-- Given records --
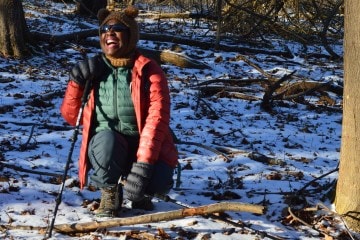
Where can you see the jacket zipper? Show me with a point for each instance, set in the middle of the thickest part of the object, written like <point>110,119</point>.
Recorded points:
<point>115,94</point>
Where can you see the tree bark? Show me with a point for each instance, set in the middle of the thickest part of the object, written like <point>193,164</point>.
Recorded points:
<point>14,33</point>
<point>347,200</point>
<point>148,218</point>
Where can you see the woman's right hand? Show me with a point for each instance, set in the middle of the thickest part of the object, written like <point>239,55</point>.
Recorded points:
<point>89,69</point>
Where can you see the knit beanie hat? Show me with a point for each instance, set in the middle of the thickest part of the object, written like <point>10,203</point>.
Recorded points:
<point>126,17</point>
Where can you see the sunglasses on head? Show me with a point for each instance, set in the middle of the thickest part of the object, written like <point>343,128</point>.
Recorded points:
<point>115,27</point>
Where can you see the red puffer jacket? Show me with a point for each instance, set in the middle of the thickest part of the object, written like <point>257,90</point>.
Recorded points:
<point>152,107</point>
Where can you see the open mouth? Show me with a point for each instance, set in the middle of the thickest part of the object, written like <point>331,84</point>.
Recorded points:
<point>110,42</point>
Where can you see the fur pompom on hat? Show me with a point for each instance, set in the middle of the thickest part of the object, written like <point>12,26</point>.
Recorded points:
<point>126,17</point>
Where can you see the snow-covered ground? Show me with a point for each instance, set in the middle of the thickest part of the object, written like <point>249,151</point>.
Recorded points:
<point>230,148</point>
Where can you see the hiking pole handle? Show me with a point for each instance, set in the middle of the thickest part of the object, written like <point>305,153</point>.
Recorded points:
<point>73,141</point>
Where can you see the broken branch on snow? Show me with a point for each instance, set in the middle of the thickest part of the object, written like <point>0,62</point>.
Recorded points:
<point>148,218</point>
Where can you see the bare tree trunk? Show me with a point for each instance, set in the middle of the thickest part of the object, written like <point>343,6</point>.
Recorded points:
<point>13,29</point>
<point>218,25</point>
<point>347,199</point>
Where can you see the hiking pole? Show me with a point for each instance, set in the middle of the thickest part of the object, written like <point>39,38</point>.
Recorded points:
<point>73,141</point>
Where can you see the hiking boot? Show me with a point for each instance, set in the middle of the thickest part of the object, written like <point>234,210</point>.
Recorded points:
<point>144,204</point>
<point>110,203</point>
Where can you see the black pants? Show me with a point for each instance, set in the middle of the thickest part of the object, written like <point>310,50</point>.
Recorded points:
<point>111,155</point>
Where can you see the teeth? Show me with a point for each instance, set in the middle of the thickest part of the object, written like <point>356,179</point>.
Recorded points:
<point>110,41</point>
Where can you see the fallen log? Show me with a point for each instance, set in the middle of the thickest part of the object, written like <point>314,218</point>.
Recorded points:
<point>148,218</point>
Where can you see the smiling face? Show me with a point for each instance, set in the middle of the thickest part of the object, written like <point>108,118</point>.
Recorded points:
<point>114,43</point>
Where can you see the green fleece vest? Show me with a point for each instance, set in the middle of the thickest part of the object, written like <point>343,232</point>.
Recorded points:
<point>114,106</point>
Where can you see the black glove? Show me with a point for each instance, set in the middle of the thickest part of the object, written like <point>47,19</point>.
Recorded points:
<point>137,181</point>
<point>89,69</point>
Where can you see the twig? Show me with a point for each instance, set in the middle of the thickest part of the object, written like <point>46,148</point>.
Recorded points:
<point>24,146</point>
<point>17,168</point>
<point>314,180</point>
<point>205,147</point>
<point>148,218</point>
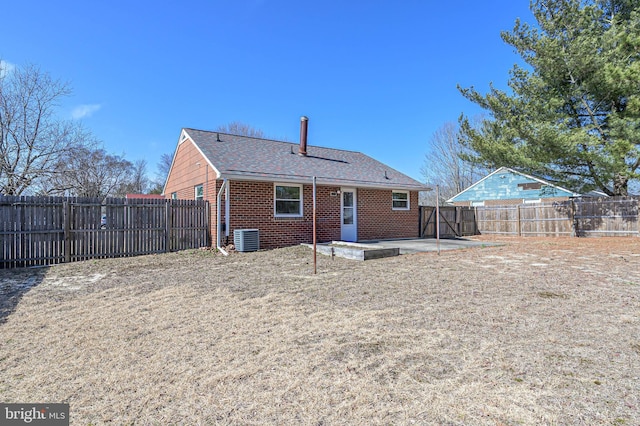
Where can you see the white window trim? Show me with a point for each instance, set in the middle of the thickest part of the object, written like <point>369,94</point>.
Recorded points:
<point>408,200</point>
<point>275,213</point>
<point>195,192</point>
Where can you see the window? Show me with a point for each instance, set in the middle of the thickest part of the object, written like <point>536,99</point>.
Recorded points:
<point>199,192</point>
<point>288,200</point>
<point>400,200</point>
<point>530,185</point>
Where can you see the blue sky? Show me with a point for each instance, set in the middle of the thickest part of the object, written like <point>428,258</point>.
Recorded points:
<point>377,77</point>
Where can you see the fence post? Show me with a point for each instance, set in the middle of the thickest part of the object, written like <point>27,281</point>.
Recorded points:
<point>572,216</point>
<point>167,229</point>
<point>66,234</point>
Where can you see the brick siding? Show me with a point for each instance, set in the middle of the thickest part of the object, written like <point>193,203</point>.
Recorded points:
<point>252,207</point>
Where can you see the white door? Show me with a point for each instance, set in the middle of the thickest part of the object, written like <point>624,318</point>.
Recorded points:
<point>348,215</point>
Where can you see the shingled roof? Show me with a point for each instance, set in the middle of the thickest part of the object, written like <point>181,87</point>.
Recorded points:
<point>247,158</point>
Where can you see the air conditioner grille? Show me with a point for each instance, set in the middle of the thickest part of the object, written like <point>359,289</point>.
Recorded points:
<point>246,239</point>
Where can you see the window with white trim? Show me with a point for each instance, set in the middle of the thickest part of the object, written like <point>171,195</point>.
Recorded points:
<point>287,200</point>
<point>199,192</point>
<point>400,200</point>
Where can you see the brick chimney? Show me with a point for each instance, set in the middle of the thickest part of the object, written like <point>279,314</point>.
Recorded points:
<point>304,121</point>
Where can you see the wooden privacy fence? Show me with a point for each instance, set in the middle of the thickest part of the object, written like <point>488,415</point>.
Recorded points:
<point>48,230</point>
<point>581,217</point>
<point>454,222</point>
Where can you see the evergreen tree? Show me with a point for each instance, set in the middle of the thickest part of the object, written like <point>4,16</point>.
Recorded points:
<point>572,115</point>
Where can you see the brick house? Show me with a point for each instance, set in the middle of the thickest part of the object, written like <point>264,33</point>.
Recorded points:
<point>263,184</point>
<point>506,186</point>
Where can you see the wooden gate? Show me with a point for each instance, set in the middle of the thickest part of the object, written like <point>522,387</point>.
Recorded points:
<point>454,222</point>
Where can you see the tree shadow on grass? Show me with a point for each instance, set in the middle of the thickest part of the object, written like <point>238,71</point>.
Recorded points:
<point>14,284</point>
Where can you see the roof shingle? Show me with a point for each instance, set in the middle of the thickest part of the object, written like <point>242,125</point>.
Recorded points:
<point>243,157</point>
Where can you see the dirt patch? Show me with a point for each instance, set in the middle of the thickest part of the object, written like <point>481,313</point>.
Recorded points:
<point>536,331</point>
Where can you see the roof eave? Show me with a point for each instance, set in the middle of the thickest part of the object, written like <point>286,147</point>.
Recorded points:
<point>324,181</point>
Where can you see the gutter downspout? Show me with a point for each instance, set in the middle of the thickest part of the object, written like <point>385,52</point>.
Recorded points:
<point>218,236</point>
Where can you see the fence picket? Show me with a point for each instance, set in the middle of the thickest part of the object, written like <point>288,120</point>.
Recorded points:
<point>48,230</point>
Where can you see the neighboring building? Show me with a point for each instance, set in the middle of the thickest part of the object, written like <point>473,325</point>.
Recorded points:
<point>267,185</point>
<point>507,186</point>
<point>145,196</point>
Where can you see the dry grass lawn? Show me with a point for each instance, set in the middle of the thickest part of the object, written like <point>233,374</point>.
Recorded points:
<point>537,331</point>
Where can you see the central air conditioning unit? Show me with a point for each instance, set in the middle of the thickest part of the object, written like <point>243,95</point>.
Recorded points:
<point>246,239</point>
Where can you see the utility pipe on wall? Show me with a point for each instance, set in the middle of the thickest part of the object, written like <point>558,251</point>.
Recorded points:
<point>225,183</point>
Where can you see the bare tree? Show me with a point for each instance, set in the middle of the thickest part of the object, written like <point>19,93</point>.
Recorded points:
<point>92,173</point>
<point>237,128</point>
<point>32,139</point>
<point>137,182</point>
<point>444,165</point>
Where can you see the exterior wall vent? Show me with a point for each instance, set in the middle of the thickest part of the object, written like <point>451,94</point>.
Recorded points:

-- Problem details --
Render the records starting at the line that contains "Where can you see the dry" and ending at the line that contains "<point>537,331</point>" as a two-column CSV with the headers record_text and answer. Give one row per record, with each value in a single quoted field and line breaks replaced by spaces.

-- Expected output --
record_text,answer
"Where can you see the dry grass lawn? Show me with a point for each instance, set in the middle of the thickest part of the object, written like <point>233,374</point>. Recorded points:","<point>537,331</point>"